(Source text)
=====
# This came first,then came the can opener invention!!



## lotsasteam (Jan 3, 2008)

http://www.wimp.com/coolcar/

If gas gets more expensive,this is what we end up with?!?!?!?!

Manfred


----------



## kormsen (Oct 27, 2009)

in germany after the last war we got something similar. it was built from leftover Messerschmitt airplane cabins. 

http://lh3.ggpht.com/abramsv/SCOf3c0G8oI/AAAAAAAAQh0/XxAs7S_uVqk/070323messerschmitt_kr200


----------



## lotsasteam (Jan 3, 2008)

Right!!

NSU rear twin tires frontloader

BMW 
Isetta 
Fulda Mobil = Town of Fulda(Fulda gap) Continental/Fulda reifen)

I was born close to Fulda (Keltic settlement= instead of Milk we where raised on Wildboar and Beer) and lots of it!!


Manfred 
@import url(http://www.mylargescale.com/Provide...ad.ashx?type=style&file=SyntaxHighlighter.css);@import url(/providers/htmleditorproviders/cehtmleditorprovider/dnngeneral.css);


----------



## Paulus (May 31, 2008)
=====
(Extracted material)

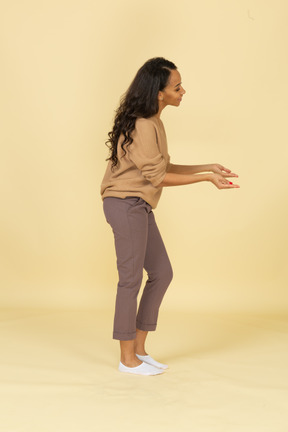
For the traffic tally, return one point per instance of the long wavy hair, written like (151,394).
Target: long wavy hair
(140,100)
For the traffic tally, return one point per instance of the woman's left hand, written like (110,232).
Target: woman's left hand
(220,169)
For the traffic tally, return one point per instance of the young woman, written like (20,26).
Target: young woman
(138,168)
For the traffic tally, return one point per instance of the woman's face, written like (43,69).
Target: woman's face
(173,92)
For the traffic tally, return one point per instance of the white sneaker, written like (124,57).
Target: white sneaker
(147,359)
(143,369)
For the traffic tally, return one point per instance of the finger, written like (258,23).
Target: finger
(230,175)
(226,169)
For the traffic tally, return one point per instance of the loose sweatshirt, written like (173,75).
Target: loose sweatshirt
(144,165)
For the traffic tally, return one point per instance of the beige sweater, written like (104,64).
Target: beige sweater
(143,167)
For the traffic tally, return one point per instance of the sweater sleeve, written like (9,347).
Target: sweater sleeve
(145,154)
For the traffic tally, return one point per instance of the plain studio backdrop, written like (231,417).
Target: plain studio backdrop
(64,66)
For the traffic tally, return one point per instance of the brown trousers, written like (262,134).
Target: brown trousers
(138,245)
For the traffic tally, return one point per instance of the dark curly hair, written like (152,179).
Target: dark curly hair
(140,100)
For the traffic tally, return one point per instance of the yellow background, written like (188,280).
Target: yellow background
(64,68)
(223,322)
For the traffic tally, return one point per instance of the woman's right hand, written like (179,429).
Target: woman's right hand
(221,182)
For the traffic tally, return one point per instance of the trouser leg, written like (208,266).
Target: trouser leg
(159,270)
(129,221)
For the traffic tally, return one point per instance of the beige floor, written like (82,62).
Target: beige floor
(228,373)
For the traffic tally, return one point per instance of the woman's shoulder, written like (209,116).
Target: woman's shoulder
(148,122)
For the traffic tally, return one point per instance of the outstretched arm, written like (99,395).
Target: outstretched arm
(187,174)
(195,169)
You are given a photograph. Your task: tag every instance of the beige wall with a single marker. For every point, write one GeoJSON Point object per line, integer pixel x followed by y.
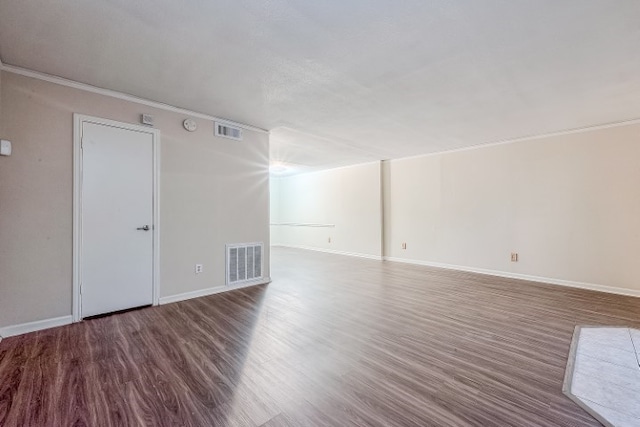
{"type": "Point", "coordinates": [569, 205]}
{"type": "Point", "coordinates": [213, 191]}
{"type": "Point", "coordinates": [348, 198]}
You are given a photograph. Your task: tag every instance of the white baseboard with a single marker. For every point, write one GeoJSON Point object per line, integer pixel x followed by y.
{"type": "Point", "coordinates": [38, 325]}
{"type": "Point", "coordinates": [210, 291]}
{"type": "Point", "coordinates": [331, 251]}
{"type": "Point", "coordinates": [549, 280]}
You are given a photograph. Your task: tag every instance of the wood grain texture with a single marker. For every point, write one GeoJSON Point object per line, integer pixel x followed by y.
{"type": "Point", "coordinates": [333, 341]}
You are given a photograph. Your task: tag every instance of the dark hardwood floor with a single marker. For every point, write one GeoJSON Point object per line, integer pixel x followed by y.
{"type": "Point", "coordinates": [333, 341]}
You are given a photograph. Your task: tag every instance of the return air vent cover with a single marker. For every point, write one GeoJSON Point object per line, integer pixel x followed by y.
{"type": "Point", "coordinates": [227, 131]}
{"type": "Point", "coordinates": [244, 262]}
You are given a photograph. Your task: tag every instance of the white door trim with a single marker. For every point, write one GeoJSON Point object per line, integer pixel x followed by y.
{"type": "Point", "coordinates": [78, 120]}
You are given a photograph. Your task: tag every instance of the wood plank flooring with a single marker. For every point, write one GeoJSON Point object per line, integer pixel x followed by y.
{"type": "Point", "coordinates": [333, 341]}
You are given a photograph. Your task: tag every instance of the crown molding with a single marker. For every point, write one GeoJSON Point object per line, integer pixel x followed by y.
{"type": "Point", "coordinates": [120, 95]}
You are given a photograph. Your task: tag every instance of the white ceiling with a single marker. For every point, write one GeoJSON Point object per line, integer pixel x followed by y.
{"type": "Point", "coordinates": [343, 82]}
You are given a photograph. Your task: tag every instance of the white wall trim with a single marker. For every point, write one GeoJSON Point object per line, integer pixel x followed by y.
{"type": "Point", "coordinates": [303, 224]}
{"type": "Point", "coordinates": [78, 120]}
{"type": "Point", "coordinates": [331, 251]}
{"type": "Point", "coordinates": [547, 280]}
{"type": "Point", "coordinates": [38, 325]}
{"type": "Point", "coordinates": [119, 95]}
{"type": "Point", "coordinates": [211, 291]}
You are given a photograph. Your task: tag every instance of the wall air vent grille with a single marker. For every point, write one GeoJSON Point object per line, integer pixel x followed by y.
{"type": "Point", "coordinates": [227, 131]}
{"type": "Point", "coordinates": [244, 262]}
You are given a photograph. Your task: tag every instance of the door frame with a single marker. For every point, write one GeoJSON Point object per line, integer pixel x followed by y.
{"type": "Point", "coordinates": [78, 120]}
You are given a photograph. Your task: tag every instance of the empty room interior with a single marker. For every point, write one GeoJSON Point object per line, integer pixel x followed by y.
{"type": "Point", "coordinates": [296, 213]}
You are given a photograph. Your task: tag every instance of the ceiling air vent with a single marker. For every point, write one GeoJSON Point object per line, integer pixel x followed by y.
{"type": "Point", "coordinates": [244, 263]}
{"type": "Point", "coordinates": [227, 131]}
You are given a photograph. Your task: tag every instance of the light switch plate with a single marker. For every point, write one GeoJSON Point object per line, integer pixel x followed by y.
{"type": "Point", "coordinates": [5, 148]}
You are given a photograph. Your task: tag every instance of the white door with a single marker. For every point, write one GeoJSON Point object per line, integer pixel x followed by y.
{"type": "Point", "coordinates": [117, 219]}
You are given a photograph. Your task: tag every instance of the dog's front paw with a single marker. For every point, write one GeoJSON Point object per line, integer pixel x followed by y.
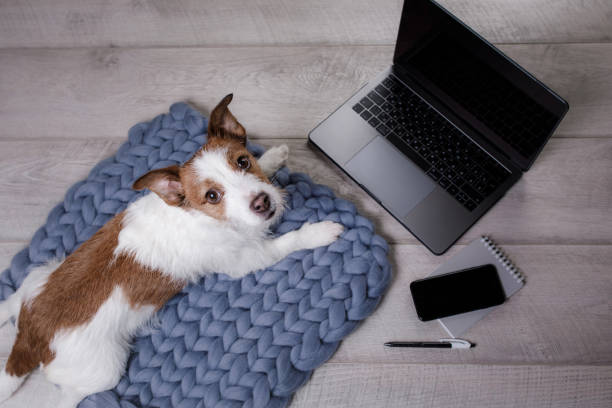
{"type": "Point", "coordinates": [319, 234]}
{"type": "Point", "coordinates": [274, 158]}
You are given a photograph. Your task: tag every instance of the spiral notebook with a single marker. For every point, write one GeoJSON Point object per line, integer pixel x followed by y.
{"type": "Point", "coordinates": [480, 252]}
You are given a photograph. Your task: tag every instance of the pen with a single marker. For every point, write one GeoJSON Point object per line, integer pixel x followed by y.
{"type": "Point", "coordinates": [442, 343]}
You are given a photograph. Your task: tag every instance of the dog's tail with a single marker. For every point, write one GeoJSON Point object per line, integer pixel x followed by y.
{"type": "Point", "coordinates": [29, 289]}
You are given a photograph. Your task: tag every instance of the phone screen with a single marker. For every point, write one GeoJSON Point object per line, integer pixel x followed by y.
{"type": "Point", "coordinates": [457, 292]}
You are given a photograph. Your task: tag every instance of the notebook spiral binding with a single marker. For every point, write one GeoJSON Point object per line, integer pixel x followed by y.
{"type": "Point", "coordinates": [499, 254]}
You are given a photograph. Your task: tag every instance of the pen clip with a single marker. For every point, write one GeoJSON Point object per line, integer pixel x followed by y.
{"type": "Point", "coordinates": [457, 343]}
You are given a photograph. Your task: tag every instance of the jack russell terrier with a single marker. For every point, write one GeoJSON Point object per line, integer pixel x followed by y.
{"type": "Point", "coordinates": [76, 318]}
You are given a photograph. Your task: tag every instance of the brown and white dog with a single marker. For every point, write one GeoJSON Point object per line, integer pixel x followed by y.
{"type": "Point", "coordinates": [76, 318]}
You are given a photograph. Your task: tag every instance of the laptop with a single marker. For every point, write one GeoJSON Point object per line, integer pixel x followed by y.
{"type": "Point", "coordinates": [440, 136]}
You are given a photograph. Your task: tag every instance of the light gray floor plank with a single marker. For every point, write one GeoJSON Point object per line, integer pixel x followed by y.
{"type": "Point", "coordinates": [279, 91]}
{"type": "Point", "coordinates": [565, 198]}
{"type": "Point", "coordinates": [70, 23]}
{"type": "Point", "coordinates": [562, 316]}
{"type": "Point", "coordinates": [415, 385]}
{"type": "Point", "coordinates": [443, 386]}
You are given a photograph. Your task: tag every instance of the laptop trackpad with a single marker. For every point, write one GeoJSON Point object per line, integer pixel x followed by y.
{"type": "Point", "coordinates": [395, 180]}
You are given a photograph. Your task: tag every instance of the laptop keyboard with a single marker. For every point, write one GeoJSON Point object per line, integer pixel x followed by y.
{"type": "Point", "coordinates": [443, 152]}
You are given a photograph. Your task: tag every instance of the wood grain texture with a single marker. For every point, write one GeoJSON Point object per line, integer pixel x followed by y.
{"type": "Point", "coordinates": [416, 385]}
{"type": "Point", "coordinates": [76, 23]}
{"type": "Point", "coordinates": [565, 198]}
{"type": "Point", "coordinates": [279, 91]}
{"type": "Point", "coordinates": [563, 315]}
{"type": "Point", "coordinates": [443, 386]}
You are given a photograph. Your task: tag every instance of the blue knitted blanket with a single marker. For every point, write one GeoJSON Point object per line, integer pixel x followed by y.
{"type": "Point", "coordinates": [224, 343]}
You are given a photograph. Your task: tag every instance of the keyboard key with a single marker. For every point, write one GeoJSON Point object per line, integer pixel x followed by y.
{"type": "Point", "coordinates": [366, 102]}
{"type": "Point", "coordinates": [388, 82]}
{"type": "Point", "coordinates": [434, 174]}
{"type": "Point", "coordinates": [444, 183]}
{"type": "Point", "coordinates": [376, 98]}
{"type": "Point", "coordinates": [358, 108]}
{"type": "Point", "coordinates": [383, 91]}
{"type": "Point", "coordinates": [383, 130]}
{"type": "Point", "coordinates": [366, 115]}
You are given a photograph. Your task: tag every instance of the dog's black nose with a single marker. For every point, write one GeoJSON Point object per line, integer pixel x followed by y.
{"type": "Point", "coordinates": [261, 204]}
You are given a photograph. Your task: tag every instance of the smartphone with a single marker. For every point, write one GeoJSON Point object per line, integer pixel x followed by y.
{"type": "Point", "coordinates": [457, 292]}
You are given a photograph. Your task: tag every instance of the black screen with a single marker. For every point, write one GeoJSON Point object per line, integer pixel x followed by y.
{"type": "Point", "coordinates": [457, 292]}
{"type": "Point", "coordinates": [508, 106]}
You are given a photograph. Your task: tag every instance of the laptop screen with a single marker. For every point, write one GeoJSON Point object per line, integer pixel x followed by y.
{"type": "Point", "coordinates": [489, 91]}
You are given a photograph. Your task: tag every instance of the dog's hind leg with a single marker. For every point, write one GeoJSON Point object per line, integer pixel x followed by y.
=====
(Objective)
According to the forum thread, what was the postwar German vehicle built from? The records were taken from a different source than the forum thread.

(Solution to this task)
Leftover Messerschmitt airplane cabins.